▶ _What is needed_:
The answer should consist of the full listing below, repeated exactly and free of pictures.

▶ _Dataset extract_:
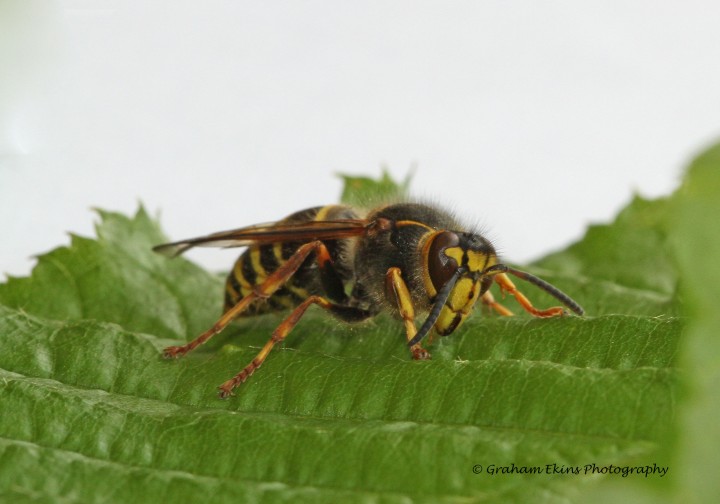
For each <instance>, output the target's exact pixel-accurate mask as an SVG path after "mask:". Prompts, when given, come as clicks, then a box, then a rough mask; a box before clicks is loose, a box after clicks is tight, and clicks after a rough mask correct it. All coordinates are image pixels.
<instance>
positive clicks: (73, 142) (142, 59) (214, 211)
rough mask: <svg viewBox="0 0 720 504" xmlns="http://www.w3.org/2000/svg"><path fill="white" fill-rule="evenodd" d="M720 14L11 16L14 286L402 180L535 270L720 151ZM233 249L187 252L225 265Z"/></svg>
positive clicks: (517, 9) (602, 5) (666, 188)
mask: <svg viewBox="0 0 720 504" xmlns="http://www.w3.org/2000/svg"><path fill="white" fill-rule="evenodd" d="M719 20H720V2H717V1H716V0H715V1H713V0H707V1H699V0H695V1H684V2H661V1H617V2H614V1H602V2H594V1H585V2H570V1H568V2H560V1H518V2H502V1H493V2H489V1H473V2H428V1H414V2H398V1H373V2H344V1H292V2H272V1H271V2H249V1H222V2H221V1H210V2H178V1H160V0H156V1H109V0H95V1H89V0H88V1H79V0H74V1H72V0H65V1H55V2H51V1H34V0H33V1H28V0H24V1H10V0H0V230H1V234H0V272H6V273H11V274H14V275H23V274H27V273H28V272H29V271H30V268H31V266H32V264H33V261H32V260H31V259H30V256H31V255H33V254H37V253H40V252H43V251H46V250H49V249H51V248H53V247H55V246H57V245H60V244H65V243H67V241H68V238H67V236H66V234H65V233H66V232H67V231H72V232H77V233H81V234H86V235H91V234H92V233H93V231H92V223H93V221H95V220H96V217H95V215H94V214H93V213H92V212H91V211H90V208H91V207H101V208H104V209H109V210H119V211H122V212H126V213H130V212H134V210H135V209H136V208H137V204H138V202H139V201H142V202H143V203H144V204H145V206H146V207H147V208H148V210H149V211H150V212H151V213H153V214H154V213H157V212H158V211H160V210H161V211H162V212H161V217H162V223H163V226H164V228H165V230H166V231H167V233H168V235H169V236H170V237H171V238H173V239H180V238H186V237H189V236H193V235H201V234H206V233H209V232H212V231H218V230H222V229H227V228H234V227H239V226H243V225H248V224H252V223H256V222H265V221H269V220H275V219H278V218H280V217H282V216H284V215H286V214H288V213H291V212H293V211H295V210H299V209H302V208H305V207H308V206H314V205H318V204H325V203H328V202H335V201H337V198H338V197H339V193H340V189H341V183H340V180H339V179H338V178H337V177H335V176H334V175H333V174H334V173H336V172H349V173H357V174H369V175H378V174H379V173H380V165H382V164H384V165H387V166H388V167H389V169H390V172H391V173H392V174H393V175H394V176H396V177H397V178H403V177H404V176H405V174H406V173H407V172H408V170H409V169H410V167H411V166H412V165H416V166H417V168H416V170H415V175H414V178H413V183H412V188H413V192H414V193H415V194H416V195H418V196H422V197H425V198H430V199H432V200H434V201H437V202H442V203H444V204H446V205H448V206H450V207H452V208H454V209H455V210H456V211H457V212H458V213H460V214H462V215H464V216H465V217H466V218H467V220H468V221H469V222H470V223H480V224H482V226H483V227H484V228H485V229H487V230H488V231H489V236H490V237H491V238H493V239H494V240H495V241H496V243H497V244H498V246H499V248H500V249H501V251H502V252H504V256H505V257H506V258H507V259H510V260H514V261H526V260H529V259H531V258H533V257H537V256H539V255H541V254H542V253H544V252H547V251H550V250H552V249H556V248H559V247H561V246H563V245H564V244H566V243H568V242H569V241H571V240H574V239H577V238H578V237H580V236H581V235H582V232H583V230H584V228H585V227H586V226H587V224H588V223H591V222H602V221H607V220H609V219H610V218H611V217H612V216H613V215H614V214H615V213H616V212H617V210H618V209H619V208H620V207H621V206H622V205H624V204H625V203H626V202H627V201H628V200H629V198H630V197H631V195H632V193H633V192H634V191H637V192H640V193H641V194H643V195H646V196H653V197H654V196H658V195H663V194H667V193H669V192H670V191H671V190H672V189H674V187H676V185H677V183H678V181H679V179H680V176H681V173H682V168H683V167H684V165H685V164H686V163H687V161H688V160H689V159H690V158H691V157H692V156H693V155H694V154H696V153H697V152H698V151H699V150H701V149H702V148H703V147H704V146H706V145H707V144H708V143H709V142H711V141H713V140H714V139H716V138H717V137H718V136H720V35H719V34H720V30H719V29H718V27H719V26H720V23H719ZM234 255H235V253H233V252H227V251H208V250H202V251H194V252H193V253H192V257H193V258H194V259H195V260H197V261H199V262H201V263H203V264H205V265H206V266H209V267H211V268H213V269H218V270H221V269H223V268H227V267H229V265H230V264H231V263H232V262H233V260H234Z"/></svg>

▶ _Output of the task_:
For each <instance>, output the target's exact pixel-accurate mask as an SVG path after "mask:". Prompts, when given, come as clicks, then a box, then a rough mask; a box before clicks is loose, a box after clicks is tight, and clicks after a rough mask correct it. All coordinates are image pixels.
<instance>
positive clicks: (73, 142) (142, 59) (214, 211)
rough mask: <svg viewBox="0 0 720 504" xmlns="http://www.w3.org/2000/svg"><path fill="white" fill-rule="evenodd" d="M720 14L11 16L14 286L402 180L535 270L720 151ZM233 249L187 252L225 265Z"/></svg>
positive clicks: (517, 9) (602, 5) (666, 188)
mask: <svg viewBox="0 0 720 504" xmlns="http://www.w3.org/2000/svg"><path fill="white" fill-rule="evenodd" d="M719 20H720V2H717V1H716V0H715V1H713V0H707V1H699V0H695V1H684V2H661V1H617V2H614V1H602V2H594V1H585V2H570V1H568V2H560V1H518V2H502V1H493V2H489V1H473V2H428V1H414V2H398V1H373V2H344V1H292V2H272V1H271V2H249V1H222V2H221V1H210V2H178V1H160V0H156V1H109V0H95V1H89V0H88V1H79V0H74V1H72V0H65V1H55V2H51V1H34V0H33V1H28V0H24V1H10V0H0V230H1V234H0V272H6V273H11V274H14V275H23V274H27V273H28V272H29V271H30V268H31V266H32V264H33V261H32V260H31V259H30V256H31V255H33V254H37V253H40V252H43V251H46V250H49V249H51V248H53V247H55V246H57V245H60V244H65V243H67V241H68V238H67V236H66V234H65V233H66V232H67V231H72V232H77V233H81V234H86V235H91V234H92V233H93V231H92V223H93V221H95V220H96V217H95V215H94V214H93V213H92V212H91V211H90V208H91V207H101V208H104V209H109V210H119V211H122V212H126V213H130V212H134V210H135V209H136V208H137V204H138V202H139V201H142V202H143V203H144V204H145V206H146V207H147V208H148V210H149V211H150V212H151V213H153V214H154V213H157V212H158V211H160V210H161V211H162V212H161V217H162V223H163V226H164V228H165V230H166V231H167V233H168V235H169V236H170V237H171V238H173V239H180V238H186V237H189V236H193V235H201V234H206V233H209V232H212V231H218V230H222V229H227V228H234V227H239V226H243V225H248V224H252V223H256V222H265V221H269V220H275V219H278V218H280V217H282V216H284V215H286V214H288V213H291V212H293V211H295V210H299V209H302V208H305V207H308V206H314V205H318V204H325V203H328V202H335V201H337V198H338V197H339V193H340V189H341V183H340V180H339V179H338V178H337V177H335V176H334V175H333V174H334V173H336V172H349V173H357V174H369V175H378V174H379V173H380V165H382V164H384V165H387V166H388V167H389V169H390V172H391V173H392V174H393V175H394V176H396V177H397V178H403V177H404V176H405V174H406V173H407V172H408V170H409V169H410V167H411V166H412V165H416V166H417V168H416V170H415V175H414V178H413V183H412V188H413V192H414V193H415V194H416V195H418V196H422V197H425V198H430V199H432V200H434V201H437V202H442V203H444V204H446V205H448V206H450V207H452V208H454V209H455V210H456V211H457V212H458V213H460V214H462V215H464V216H465V217H466V218H467V220H468V221H469V222H470V223H480V224H482V226H483V227H484V228H485V229H487V230H488V231H489V236H490V237H491V238H493V239H494V240H495V241H496V243H497V244H498V246H499V248H500V249H501V251H502V252H504V256H505V257H506V258H507V259H510V260H514V261H526V260H529V259H531V258H533V257H537V256H539V255H541V254H542V253H544V252H547V251H550V250H552V249H556V248H559V247H561V246H563V245H564V244H566V243H568V242H569V241H571V240H574V239H577V238H578V237H580V236H581V235H582V232H583V230H584V228H585V227H586V226H587V224H588V223H591V222H602V221H607V220H609V219H610V218H611V217H612V216H613V215H614V214H615V213H616V212H617V210H618V209H619V208H620V207H621V206H622V205H624V204H625V203H626V202H627V201H628V200H629V198H630V197H631V195H632V193H633V192H634V191H637V192H640V193H641V194H643V195H646V196H653V197H654V196H658V195H663V194H667V193H669V192H670V191H671V190H672V189H674V187H676V185H677V183H678V181H679V179H680V176H681V173H682V168H683V167H684V165H685V164H686V163H687V161H688V160H689V159H690V158H691V157H692V156H693V155H694V154H696V153H697V152H698V151H699V150H701V149H702V148H703V147H704V146H706V145H707V144H708V143H709V142H711V141H713V140H714V139H716V138H717V137H718V136H720V35H719V34H720V30H719V29H718V27H719V26H720V23H719ZM234 255H235V253H233V252H227V251H208V250H202V251H194V252H193V253H192V257H193V258H194V259H195V260H197V261H199V262H201V263H203V264H205V265H206V266H209V267H211V268H213V269H218V270H221V269H223V268H227V267H229V265H230V264H231V263H232V262H233V260H234Z"/></svg>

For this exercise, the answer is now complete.